[Data excerpts]

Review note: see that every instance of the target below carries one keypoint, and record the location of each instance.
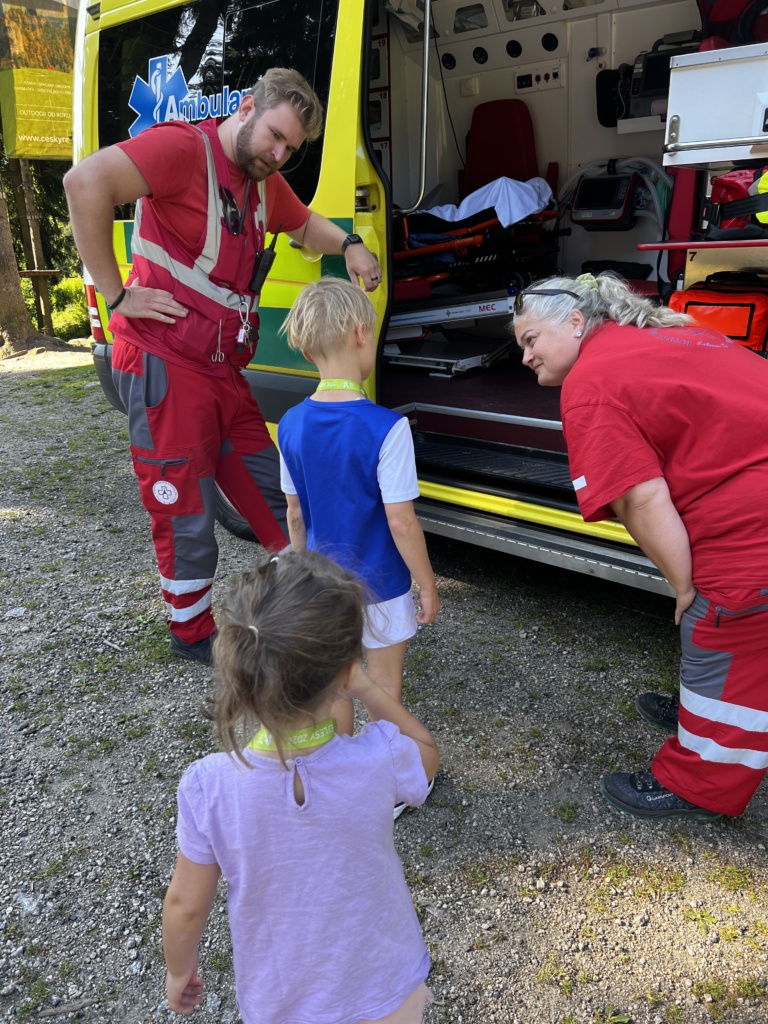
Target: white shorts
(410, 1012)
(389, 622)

==

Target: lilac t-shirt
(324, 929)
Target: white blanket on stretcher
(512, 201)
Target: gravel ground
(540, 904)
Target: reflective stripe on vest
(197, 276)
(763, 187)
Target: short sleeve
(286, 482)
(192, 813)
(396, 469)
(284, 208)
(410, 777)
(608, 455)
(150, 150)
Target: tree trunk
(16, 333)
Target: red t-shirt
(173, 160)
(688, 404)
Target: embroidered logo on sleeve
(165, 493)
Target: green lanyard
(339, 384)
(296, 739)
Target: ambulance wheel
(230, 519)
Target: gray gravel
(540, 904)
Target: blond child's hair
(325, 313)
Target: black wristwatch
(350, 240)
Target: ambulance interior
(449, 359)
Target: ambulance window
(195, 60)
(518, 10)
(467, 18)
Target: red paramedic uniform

...

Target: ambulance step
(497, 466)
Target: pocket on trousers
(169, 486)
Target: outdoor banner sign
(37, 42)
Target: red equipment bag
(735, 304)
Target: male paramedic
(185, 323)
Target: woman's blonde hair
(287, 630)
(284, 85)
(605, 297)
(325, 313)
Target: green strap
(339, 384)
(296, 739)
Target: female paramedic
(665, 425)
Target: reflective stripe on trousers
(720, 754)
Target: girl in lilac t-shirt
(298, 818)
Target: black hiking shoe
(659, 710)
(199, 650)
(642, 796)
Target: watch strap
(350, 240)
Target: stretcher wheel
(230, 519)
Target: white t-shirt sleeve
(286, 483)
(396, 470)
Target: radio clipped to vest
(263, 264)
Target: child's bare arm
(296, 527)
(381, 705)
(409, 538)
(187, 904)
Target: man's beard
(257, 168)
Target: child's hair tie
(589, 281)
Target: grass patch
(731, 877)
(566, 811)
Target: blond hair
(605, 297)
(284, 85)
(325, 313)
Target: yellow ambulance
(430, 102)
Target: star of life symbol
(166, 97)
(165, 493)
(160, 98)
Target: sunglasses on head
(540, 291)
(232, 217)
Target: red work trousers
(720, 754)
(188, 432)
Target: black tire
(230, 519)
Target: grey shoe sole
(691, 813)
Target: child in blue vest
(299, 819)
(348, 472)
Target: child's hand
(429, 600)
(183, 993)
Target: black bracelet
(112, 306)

[What is being asked]
Report every line of the material that contains the string "child", copying each line in full.

[Full solution]
Target: blond child's hair
Target: child's bare arm
Target: child's hair tie
Target: child in blue vest
Target: child's hand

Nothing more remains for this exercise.